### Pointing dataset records
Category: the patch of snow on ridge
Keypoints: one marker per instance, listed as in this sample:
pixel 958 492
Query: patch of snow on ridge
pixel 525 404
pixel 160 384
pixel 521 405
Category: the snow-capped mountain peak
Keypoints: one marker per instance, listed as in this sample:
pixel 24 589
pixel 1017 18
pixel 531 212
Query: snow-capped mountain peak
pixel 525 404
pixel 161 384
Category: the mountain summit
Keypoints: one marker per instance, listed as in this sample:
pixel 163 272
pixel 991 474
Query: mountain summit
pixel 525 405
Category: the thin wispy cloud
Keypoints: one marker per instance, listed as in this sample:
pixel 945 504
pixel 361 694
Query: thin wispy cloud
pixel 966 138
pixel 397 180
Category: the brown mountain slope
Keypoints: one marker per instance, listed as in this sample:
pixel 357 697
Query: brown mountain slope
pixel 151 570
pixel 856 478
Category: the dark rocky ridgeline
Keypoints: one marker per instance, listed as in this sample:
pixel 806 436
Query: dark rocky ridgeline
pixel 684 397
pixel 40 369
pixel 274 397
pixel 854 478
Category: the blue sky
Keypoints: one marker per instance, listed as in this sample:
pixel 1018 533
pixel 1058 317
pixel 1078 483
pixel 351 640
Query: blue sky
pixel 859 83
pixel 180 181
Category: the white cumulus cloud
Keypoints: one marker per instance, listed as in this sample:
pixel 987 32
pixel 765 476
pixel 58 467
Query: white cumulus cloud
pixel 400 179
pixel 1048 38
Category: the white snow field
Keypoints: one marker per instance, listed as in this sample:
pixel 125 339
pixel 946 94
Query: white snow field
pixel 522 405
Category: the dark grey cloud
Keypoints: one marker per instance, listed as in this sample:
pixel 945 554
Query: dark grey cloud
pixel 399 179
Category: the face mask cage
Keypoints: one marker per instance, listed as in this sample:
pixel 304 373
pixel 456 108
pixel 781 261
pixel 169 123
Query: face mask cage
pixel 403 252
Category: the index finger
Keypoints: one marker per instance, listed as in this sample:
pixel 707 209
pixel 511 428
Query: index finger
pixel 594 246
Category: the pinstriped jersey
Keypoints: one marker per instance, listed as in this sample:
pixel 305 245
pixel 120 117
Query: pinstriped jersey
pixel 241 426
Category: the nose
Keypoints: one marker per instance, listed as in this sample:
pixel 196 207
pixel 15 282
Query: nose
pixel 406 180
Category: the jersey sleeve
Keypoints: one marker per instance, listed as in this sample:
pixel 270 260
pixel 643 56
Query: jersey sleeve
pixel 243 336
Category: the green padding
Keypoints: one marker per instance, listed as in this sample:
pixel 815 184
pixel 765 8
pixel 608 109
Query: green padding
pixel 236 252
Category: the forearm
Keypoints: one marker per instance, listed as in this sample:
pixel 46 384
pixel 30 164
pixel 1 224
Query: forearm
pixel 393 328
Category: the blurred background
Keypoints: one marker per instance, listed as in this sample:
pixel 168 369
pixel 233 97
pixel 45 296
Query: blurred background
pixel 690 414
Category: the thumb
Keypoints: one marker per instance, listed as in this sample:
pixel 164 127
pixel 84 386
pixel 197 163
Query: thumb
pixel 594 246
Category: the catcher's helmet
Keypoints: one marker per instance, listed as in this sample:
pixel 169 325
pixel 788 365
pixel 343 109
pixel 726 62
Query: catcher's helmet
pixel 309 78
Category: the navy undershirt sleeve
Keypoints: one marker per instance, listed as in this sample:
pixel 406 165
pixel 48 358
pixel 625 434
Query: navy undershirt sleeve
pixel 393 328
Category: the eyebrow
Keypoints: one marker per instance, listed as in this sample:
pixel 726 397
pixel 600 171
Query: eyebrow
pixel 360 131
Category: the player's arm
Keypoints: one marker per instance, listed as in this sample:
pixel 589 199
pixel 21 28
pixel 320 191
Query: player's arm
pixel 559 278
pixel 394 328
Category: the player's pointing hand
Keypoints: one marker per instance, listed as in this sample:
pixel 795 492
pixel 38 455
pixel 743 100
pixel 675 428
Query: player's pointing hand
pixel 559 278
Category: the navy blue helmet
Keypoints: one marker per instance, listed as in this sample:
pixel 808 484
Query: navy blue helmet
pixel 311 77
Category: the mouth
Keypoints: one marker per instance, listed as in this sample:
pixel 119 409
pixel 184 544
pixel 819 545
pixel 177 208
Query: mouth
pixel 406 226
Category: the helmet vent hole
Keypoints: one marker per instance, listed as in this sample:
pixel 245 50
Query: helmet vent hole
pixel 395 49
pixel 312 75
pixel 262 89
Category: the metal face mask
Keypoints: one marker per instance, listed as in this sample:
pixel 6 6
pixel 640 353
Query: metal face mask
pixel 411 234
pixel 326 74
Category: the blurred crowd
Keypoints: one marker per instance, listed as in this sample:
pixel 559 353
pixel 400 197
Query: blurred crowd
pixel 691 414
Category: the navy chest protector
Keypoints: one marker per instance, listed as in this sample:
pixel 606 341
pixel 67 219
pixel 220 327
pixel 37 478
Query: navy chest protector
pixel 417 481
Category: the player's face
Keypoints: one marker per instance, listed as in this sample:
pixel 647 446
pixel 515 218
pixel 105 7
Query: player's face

### Task to carry out
Duplicate the part of the data above that opens with the line containing "Category: the blurred background" and closes with the line containing "pixel 394 328", keeping every line unchanged.

### Exercise answer
Category: the blurred background
Keypoints: one marker per instance, listed as in this sample:
pixel 168 369
pixel 233 97
pixel 45 296
Query: blurred background
pixel 690 414
Category: the thumb
Keypoints: one marker per instance, listed as in this sample:
pixel 164 127
pixel 84 386
pixel 197 163
Query: thumb
pixel 594 246
Category: the catcher's helmet
Keypoints: one marker per instance, listed as in this sample:
pixel 169 325
pixel 788 365
pixel 343 109
pixel 726 62
Query: catcher's helmet
pixel 309 78
Category: the navy undershirt sleeve
Keypoints: one marker per instance, listed as in this sample:
pixel 406 165
pixel 48 358
pixel 625 434
Query: navy undershirt sleeve
pixel 393 328
Category: the eyebrow
Keypoints: one marker per instance, listed as in this sample:
pixel 726 397
pixel 600 171
Query: eyebrow
pixel 360 131
Category: the player's arm
Keypoints: one marker per instance, listed as in this sample:
pixel 589 199
pixel 21 28
pixel 320 191
Query: player's arm
pixel 559 278
pixel 394 328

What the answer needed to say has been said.